Background of the Requirement
Technical Background
In 2019, federated learning, as an emerging technology for data collaboration, began to spread in China. I studied and researched it, and applied it to JD's Data Federation and Mu Media Data Platform.
Traditional Data Integration: Integrate feature or label data into one party, and use data from both parties to train and obtain a model. This poses risks of privacy data leakage and data asset outflow.
Federated Learning: Data owners can conduct joint training (exchange encrypted training parameters) and obtain an adequately accurate model (with a small gap compared to traditional data integration model) without disclosing their original data. The training target is either non-individual information or is authorized by users, and no party can infer the other's original data.
Vertical Federated Learning
Data situation of each party: High ID overlap, low feature overlap.
Compliance constraints: Feature X is classified as private data or trade secrets and cannot be exported; the process of predicting Y' is either authorized by users or Y' is not classified as private.
Use case: Party A has features, and Party B has some training samples Y and feature dimensions. The goal is to optimize Party B's prediction model without exporting Party A's data.
Solution: Increase the feature dimension through vertical federated learning to assist Party B in predicting Y'.
Horizontal Federated Learning
Data situation of each party: Low ID overlap, high feature overlap.
Compliance constraints: ID anonymization + feature X cannot be exported, as feature X itself can also identify individual information or leak trade secrets, such as individual trajectories, financial records, call records, store turnovers, rents, etc.
Use case: Each party already has a prediction model, but due to a lack of samples, the model lacks training, and the model parameters are not optimized.
Solution: Increase training samples through horizontal federated learning to optimize each party's model parameters.
Business Pain Points
Challenge: Due to regulations prohibiting the exchange of user privacy information, how to exchange crowd ID packages across two or more data collaborators and carry out crowd count statistics and group portrait outputs without leaking individual information?
1. Poor support for estimating TA crowd at outlets
Problem description: Currently, the TA crowd estimate is only available on individual data sources, but each source has defects: such as insufficient label dimensions, insufficient sample penetration in specific scenarios/cities, and data lag. The business side hopes to estimate the distribution of target populations in key industries nationwide. Conclusion: The dimension quantity of industry labels and the overall sample magnitude cannot be met by a single data source. Also, according to legal compliance restrictions, we cannot directly merge labels at the individual ID level.
Problem level: Important and urgent
Solution: Use federated learning to connect multiple data sources and enrich the available label dimensions and sample magnitude at the POI level.
2. Inaccurate estimate of POI crowd at outlets
Problem description: The data source currently used to estimate the crowd at outlets has the problems of sparse self-report data and scene restrictions, especially in travel and consumption scenarios. Mobile operator data has low positioning accuracy (more than 200m), data lag of 30~50 days, and low penetration in some cities. We have now connected to the mobile operator's crowd data and used our self-reports to extrapolate the total number, which can initially meet the demand.
Problem level: Important but not urgent
Solution: By connecting to multiple data sources, a more accurate estimate of the crowd at outlets can be made.
3. Unavailable crowd and TA numbers for store POI
Problem description: Currently, neither our own data, major map providers, nor SDK can provide relatively accurate store data. XXX can provide sparse real store data; map providers provide POI scenario data; SDK partners can provide mall data; our own media hardware can provide accurate but limited store traffic data.

#### Complete the following
a) Copy everything in the federated learning text from "Use case: Party" down to "in predicting Y'.", reproducing it word for word.
b) According to the federated learning text, how long is the data lag of mobile operator data?
c) Continue the federated learning text, starting after its last sentence.

#### Raw data
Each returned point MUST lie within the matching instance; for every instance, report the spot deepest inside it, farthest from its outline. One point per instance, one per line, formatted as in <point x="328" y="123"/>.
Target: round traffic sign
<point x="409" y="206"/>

#### Task-by-task outputs
a)
Use case: Party A has features, and Party B has some training samples Y and feature dimensions. The goal is to optimize Party B's prediction model without exporting Party A's data.
Solution: Increase the feature dimension through vertical federated learning to assist Party B in predicting Y'.

b) 30~50 days.

c)
Problem level: Important but not urgent
Solution: A store traffic estimation model can be established by combining multiple data sources.
4. Traditional joint modeling has defects
Positive samples (Y) need to be exported, posing compliance risks or loss of data assets.
Each party can establish a complete model and sell it externally, resulting in the loss of model assets.
The overall model performance is not optimal when the upper layer uses ensemble learning.
Requirement Scenarios
[P1] Joint TA Concentration
- Ad placement selection: Identify the workplaces, residences, and places of visit of target customer groups in key industries and provide comparative crowd concentration values to target high-concentration target audiences with offline ads.
- Store location selection: Jointly use multiple data labels and crowd behavior records to measure the areas with the highest concentration of target populations.
[P0] Advertising Marketing - Cross-Scenario Effect Measurement
- Cognition → Attraction: The proportion of people exposed to offline advertisements who are driven to online malls; the proportion of people exposed to offline/online advertisements who are driven to shopping malls or stores; the proportion of people exposed to offline advertisements who engage in scanning behavior.
- Attraction → Action: Measure the number of people driven to shopping malls or stores who make a transaction/payment.
- Action → Loyalty: The number of people driven to shopping malls or stores who make multiple transactions or participate in brand topics online.
Work Content
- Compliance scheme design: Design and formulate a federated learning collaboration scheme; report innovative projects with the Legal and Compliance Department and Government Cooperation Department and explore the possibility of compliance.
- Lead the Data Federation organization: Negotiate and connect with external mobile operators, map providers, SDK-like companies, and internally coordinate various business departments, technical platforms, risk control centers, data assets, legal compliance, government cooperation, etc., to promote data cooperation, product development, and model implementation.
- Coordinate the development of the Federation platform: Organize various internal technical platform departments, combine product, algorithm, and data capabilities, and promote the development of a federated learning platform with the company's own intellectual property rights.
- Model Implementation: Design and promote the federated data model scheme for advertising marketing.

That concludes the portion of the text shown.